Brief: Gather each line in the entries that includes the string "sofa".

(Stored data entries)
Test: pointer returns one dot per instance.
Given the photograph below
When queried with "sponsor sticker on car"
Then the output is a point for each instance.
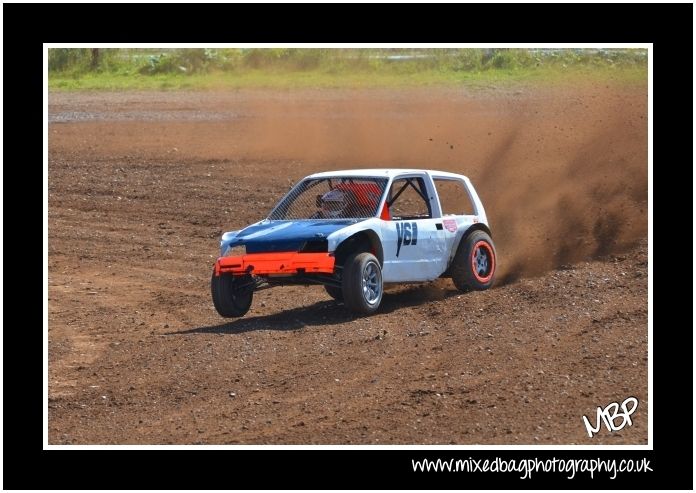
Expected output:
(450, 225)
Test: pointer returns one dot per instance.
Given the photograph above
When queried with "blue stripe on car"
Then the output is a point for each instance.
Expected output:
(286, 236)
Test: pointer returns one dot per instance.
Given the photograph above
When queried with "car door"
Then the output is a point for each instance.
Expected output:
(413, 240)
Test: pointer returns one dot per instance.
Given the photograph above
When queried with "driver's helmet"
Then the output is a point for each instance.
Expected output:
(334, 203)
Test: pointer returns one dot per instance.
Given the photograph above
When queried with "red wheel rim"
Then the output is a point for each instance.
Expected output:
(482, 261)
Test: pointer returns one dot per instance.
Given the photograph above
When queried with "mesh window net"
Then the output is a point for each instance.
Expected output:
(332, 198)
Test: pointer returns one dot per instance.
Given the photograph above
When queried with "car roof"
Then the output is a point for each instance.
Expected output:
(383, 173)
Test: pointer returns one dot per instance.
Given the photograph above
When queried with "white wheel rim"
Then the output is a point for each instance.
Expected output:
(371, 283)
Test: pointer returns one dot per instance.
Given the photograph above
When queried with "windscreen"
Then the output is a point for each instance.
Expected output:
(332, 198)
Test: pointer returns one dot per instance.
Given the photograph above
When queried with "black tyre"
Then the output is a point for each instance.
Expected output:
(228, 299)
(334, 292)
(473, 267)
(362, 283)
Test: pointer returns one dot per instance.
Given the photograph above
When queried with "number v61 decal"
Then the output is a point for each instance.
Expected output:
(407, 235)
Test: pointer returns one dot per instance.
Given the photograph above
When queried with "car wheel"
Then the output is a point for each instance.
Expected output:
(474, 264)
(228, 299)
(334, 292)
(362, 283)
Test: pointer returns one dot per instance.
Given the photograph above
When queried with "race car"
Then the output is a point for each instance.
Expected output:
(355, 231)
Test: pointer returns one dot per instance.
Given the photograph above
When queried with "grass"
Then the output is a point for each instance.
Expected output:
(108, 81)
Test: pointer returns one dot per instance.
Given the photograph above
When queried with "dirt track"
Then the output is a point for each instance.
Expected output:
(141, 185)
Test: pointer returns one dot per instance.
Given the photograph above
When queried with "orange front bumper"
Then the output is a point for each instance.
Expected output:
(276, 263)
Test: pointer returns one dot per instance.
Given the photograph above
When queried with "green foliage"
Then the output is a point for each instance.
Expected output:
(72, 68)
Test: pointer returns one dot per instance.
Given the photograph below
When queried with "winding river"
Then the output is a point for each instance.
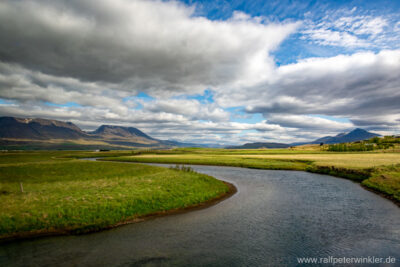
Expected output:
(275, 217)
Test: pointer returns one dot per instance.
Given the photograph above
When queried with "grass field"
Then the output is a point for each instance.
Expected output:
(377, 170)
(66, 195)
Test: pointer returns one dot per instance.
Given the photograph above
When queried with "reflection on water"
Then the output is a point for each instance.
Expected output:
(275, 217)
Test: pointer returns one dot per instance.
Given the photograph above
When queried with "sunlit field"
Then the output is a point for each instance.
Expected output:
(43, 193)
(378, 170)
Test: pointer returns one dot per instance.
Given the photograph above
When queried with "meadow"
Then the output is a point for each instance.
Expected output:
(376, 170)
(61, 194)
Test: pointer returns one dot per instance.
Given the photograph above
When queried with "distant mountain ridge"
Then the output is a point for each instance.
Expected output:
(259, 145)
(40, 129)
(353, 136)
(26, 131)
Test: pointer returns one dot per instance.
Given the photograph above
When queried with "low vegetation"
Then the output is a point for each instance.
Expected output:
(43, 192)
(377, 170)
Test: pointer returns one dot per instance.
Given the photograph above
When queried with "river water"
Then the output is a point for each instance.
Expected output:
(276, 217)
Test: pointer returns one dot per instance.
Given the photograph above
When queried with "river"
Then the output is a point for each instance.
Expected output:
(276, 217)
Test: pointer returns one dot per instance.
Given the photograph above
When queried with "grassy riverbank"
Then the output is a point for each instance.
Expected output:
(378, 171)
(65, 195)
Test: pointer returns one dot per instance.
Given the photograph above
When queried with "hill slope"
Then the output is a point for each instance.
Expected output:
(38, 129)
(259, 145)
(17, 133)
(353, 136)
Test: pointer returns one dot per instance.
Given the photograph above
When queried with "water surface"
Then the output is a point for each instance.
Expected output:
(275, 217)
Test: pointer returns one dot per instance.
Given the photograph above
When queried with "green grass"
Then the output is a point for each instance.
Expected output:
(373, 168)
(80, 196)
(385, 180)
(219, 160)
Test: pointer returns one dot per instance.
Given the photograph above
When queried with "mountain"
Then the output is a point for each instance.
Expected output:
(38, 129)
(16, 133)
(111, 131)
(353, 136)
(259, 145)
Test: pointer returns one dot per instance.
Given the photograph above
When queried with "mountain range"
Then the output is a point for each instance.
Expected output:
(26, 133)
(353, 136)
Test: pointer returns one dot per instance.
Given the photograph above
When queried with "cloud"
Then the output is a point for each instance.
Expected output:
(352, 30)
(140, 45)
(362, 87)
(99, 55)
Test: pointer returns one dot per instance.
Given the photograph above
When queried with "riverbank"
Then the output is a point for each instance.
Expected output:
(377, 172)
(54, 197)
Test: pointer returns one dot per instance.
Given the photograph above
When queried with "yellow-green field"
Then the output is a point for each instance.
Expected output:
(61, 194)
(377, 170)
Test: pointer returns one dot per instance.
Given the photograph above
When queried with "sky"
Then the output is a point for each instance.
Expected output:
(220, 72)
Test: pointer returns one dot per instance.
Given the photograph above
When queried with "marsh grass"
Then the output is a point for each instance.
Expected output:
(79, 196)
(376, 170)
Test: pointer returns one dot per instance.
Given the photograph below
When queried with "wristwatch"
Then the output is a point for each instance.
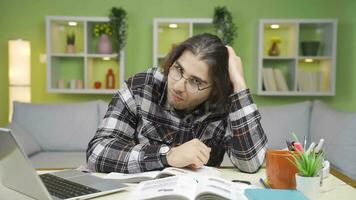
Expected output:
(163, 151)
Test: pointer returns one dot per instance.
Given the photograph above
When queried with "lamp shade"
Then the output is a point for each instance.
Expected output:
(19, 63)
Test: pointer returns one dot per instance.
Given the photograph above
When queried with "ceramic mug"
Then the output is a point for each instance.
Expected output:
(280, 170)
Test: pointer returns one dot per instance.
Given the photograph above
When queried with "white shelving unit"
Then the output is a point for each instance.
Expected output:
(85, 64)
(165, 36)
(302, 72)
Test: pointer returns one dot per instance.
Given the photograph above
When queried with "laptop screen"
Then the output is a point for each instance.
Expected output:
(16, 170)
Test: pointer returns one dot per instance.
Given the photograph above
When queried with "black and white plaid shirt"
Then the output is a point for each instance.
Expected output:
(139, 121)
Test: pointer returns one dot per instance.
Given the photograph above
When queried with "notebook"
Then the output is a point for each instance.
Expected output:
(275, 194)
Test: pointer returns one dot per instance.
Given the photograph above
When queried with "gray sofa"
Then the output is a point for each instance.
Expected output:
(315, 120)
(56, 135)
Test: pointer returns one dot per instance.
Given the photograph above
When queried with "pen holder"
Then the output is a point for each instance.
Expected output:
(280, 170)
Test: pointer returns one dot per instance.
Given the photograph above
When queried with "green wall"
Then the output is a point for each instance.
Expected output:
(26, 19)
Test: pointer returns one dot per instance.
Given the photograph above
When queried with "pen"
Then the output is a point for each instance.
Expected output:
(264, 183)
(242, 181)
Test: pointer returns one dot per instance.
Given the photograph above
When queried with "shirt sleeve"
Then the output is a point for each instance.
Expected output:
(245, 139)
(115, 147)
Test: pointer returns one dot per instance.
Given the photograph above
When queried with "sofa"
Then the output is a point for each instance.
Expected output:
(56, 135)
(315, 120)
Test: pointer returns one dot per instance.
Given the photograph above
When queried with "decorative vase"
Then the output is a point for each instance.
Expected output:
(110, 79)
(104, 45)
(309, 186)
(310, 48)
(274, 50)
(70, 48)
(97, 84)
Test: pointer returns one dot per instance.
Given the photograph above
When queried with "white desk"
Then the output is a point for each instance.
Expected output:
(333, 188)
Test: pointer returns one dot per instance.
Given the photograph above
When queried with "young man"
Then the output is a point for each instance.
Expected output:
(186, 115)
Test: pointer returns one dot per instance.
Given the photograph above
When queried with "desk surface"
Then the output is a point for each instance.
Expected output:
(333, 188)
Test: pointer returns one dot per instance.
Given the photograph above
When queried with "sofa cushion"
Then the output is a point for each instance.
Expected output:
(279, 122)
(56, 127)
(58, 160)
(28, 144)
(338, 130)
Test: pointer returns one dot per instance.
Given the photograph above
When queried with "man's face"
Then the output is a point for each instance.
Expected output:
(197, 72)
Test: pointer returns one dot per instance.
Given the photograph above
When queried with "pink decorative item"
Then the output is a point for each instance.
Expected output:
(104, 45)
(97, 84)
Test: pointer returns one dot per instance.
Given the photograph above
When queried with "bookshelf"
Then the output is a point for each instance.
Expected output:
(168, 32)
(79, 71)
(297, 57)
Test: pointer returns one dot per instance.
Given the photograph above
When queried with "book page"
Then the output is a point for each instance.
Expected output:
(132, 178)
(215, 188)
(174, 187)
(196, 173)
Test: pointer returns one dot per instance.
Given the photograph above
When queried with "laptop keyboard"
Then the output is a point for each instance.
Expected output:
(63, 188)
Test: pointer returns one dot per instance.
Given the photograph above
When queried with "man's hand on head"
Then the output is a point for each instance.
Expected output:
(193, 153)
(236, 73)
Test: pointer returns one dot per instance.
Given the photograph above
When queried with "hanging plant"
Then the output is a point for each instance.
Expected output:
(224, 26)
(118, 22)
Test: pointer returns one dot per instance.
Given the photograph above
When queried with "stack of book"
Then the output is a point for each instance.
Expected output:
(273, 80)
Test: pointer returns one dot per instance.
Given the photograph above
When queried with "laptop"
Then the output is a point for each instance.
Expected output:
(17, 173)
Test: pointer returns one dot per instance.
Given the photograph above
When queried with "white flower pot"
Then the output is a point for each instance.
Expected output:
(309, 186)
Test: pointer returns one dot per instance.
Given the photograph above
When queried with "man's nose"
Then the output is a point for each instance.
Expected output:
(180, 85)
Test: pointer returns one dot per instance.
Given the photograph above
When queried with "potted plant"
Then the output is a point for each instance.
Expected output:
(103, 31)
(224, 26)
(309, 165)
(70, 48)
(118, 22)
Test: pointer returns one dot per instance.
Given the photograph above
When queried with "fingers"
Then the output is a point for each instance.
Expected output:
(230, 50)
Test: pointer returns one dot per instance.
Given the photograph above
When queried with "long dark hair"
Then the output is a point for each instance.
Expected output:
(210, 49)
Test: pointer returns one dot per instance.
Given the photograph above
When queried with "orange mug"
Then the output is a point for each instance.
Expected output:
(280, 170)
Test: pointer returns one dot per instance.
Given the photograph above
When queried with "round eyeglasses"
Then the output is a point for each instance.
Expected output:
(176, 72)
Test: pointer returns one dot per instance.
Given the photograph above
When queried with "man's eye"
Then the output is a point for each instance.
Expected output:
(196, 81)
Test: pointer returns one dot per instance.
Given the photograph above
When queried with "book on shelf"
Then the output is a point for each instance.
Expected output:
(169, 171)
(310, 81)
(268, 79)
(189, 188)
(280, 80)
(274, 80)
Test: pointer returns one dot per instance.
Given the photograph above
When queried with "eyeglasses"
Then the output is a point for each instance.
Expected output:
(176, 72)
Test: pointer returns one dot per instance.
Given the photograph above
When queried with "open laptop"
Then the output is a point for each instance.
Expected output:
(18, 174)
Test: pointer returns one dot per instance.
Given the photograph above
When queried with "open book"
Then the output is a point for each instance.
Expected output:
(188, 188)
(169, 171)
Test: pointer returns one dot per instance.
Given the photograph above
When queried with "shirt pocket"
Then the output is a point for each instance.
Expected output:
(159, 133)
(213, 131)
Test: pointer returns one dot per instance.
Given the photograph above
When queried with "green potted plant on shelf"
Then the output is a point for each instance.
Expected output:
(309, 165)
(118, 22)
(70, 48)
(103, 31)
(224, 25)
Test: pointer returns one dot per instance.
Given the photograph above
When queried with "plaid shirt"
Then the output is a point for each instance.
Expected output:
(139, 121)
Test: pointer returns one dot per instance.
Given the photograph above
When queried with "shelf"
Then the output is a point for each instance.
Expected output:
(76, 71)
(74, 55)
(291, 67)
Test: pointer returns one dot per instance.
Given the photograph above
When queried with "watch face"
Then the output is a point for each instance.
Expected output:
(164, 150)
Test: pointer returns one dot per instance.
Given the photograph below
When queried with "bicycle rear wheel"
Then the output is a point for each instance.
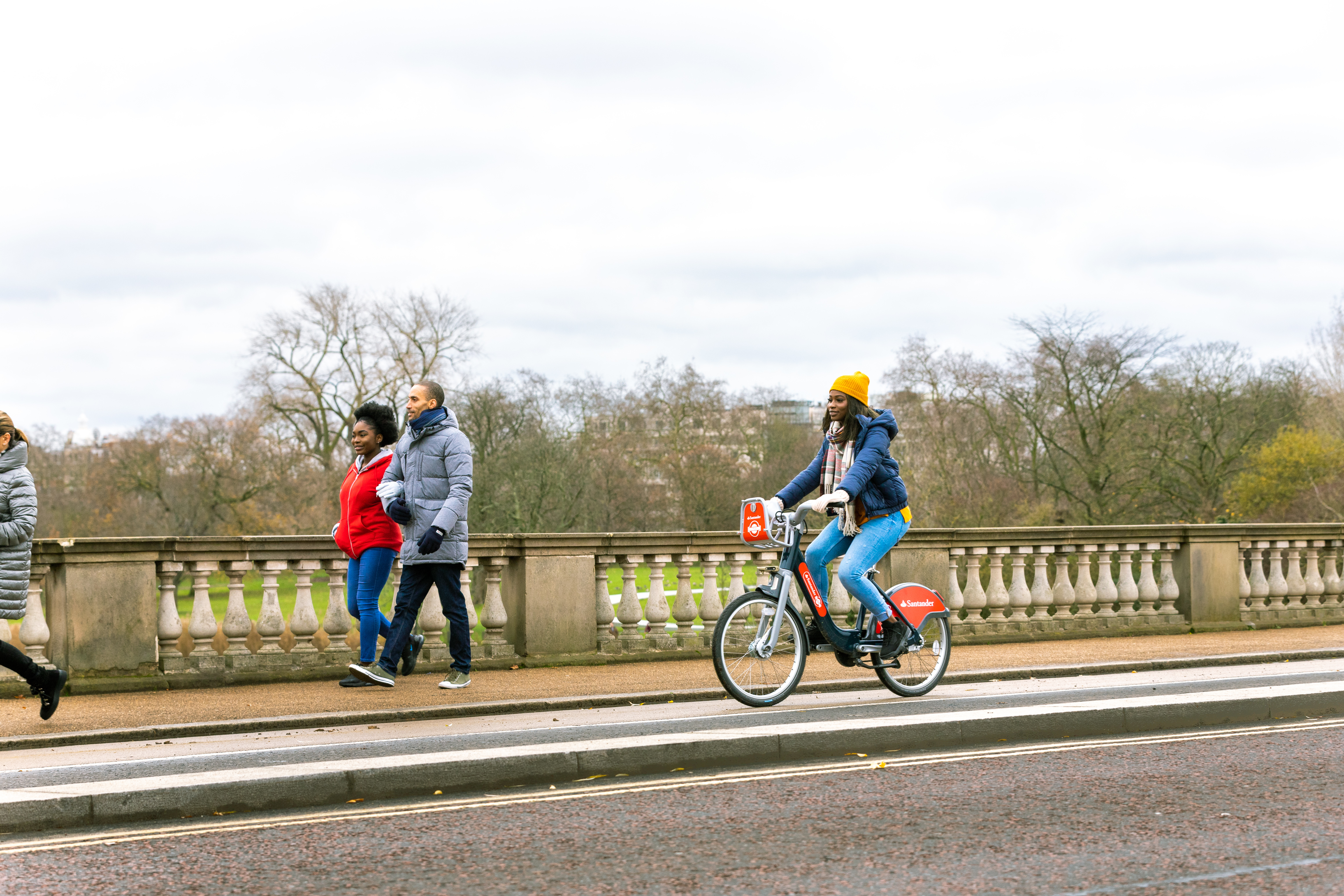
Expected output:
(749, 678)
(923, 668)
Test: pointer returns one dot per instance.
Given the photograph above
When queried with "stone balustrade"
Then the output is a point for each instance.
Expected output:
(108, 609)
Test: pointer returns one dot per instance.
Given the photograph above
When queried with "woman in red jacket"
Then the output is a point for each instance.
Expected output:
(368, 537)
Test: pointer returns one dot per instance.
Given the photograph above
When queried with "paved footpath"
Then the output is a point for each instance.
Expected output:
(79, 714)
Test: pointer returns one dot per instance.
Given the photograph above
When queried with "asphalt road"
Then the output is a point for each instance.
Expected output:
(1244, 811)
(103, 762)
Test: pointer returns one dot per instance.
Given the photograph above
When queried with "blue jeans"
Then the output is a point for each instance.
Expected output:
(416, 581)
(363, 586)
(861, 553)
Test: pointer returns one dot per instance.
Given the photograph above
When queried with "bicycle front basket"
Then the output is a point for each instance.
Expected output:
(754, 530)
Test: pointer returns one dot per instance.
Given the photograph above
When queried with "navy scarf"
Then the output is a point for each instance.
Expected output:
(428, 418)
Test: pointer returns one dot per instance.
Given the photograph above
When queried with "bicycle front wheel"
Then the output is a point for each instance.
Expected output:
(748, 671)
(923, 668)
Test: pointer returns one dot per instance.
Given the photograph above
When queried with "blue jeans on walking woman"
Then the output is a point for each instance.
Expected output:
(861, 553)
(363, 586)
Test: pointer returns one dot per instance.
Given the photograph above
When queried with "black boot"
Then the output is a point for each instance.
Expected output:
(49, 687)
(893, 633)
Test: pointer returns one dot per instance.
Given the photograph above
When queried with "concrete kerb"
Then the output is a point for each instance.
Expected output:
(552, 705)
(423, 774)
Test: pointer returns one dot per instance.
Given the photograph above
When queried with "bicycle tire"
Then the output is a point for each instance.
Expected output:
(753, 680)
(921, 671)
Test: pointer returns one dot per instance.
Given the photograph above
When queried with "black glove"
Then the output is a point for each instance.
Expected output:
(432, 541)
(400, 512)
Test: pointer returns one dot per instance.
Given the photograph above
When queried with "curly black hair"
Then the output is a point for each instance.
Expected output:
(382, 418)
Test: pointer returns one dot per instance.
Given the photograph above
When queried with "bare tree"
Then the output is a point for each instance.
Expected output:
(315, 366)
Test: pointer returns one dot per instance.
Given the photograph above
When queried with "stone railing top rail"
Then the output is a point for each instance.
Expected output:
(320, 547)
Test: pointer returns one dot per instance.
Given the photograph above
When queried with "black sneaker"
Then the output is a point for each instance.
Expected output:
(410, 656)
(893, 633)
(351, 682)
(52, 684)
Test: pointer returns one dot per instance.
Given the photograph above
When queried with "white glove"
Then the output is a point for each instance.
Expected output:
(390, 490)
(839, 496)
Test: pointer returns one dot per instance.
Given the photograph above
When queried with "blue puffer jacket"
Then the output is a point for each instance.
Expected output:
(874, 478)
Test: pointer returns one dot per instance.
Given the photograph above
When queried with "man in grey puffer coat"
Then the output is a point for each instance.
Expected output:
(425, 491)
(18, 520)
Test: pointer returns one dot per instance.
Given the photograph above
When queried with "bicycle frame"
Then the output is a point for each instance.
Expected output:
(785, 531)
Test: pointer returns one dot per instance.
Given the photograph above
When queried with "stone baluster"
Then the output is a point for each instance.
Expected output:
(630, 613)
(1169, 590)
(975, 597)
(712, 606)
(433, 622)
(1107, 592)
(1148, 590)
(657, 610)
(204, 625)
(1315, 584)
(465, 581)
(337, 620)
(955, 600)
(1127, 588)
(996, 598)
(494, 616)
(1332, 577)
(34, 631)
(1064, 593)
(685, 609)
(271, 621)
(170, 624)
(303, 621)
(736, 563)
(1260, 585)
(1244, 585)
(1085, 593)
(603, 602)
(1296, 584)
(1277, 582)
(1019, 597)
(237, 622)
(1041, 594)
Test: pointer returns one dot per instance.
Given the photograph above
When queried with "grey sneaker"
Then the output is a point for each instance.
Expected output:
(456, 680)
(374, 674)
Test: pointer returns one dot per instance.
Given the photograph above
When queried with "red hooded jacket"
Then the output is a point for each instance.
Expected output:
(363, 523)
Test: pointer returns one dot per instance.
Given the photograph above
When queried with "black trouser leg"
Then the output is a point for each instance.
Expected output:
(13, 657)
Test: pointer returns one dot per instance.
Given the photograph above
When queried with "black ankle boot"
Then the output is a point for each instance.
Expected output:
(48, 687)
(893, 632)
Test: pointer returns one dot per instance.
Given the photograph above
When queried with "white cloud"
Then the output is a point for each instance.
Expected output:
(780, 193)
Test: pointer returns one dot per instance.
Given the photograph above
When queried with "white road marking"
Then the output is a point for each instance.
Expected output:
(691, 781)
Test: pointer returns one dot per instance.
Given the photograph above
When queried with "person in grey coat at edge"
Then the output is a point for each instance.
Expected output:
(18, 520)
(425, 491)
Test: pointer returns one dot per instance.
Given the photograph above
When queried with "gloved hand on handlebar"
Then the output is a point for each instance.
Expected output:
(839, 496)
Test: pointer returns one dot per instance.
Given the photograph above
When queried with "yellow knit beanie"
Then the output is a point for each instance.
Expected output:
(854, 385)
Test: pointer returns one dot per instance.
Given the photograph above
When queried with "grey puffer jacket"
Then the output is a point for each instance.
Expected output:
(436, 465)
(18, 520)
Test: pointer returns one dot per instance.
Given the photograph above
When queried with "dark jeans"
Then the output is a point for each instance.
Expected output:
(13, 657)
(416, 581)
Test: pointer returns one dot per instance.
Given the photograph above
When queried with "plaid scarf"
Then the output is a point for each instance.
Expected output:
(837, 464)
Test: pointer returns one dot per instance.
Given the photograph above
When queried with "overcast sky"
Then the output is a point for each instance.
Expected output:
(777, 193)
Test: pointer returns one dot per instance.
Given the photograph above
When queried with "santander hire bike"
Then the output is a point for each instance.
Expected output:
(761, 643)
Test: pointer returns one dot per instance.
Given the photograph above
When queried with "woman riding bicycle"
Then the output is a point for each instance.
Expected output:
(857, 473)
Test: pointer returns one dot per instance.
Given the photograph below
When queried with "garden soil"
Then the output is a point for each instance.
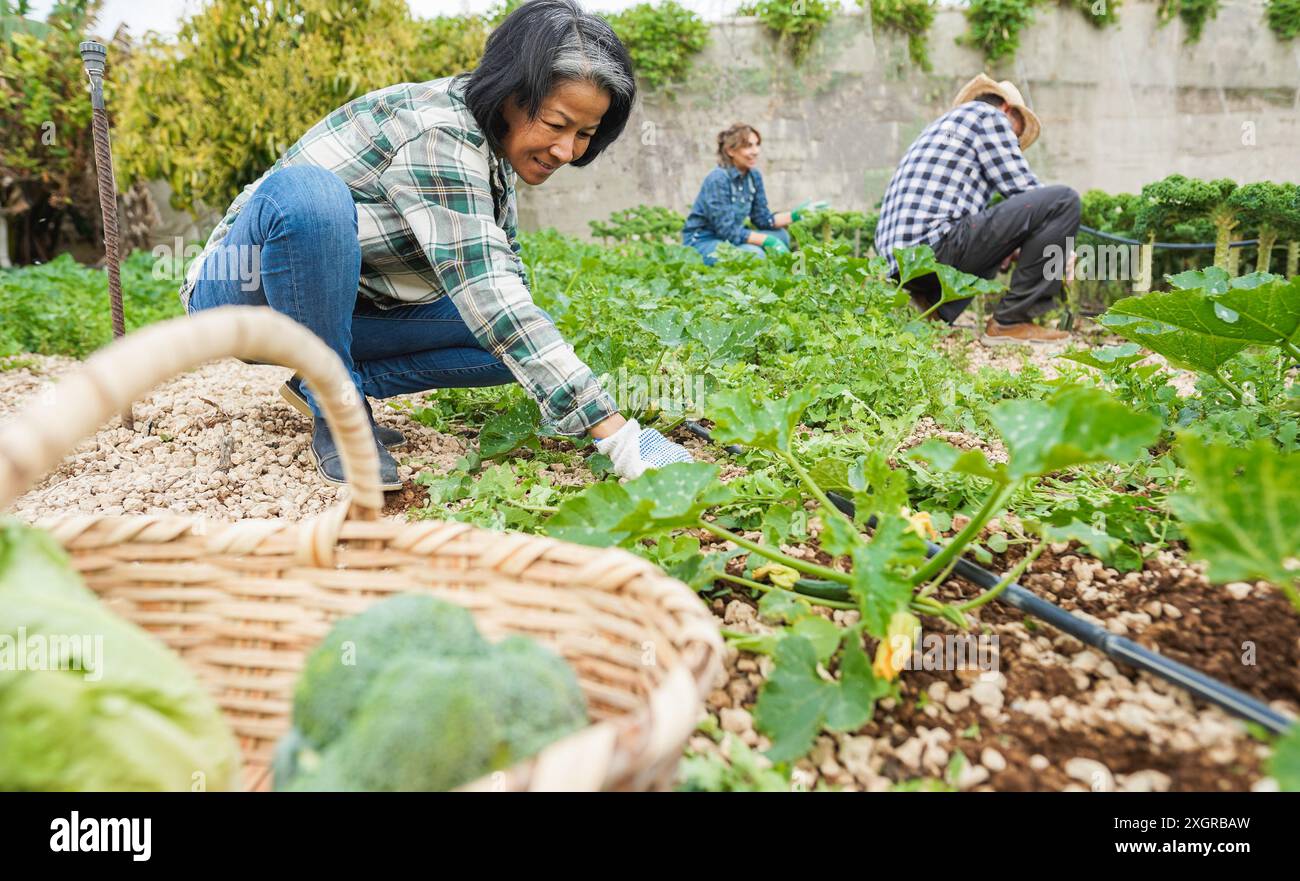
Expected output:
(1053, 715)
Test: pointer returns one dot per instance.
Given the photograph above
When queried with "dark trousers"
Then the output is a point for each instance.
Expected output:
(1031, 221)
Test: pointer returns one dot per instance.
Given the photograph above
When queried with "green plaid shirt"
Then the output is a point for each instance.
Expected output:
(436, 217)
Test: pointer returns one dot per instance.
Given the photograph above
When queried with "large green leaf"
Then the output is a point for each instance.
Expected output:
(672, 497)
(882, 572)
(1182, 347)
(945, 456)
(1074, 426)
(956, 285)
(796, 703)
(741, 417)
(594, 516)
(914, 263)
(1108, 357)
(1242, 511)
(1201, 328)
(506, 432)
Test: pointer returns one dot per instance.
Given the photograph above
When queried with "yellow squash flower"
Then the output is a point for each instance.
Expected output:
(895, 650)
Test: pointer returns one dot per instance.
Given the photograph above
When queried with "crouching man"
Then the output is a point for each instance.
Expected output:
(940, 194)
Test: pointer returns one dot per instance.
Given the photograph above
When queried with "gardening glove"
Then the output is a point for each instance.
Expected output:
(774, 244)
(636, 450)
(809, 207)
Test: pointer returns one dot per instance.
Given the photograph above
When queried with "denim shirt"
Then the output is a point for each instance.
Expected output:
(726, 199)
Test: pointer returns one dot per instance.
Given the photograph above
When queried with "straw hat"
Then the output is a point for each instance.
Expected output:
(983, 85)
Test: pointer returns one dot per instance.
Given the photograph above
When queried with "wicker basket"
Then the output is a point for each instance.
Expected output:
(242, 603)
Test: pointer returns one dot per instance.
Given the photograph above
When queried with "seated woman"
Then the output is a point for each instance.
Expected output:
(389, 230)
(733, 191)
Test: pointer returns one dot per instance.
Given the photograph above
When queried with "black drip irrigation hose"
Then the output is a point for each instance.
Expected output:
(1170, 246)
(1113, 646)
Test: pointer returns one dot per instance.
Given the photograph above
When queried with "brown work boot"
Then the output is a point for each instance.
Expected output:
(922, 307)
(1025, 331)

Reply to the exercise:
When queried with "gray sofa"
When queried with "sofa"
When queried with "sofa cushion"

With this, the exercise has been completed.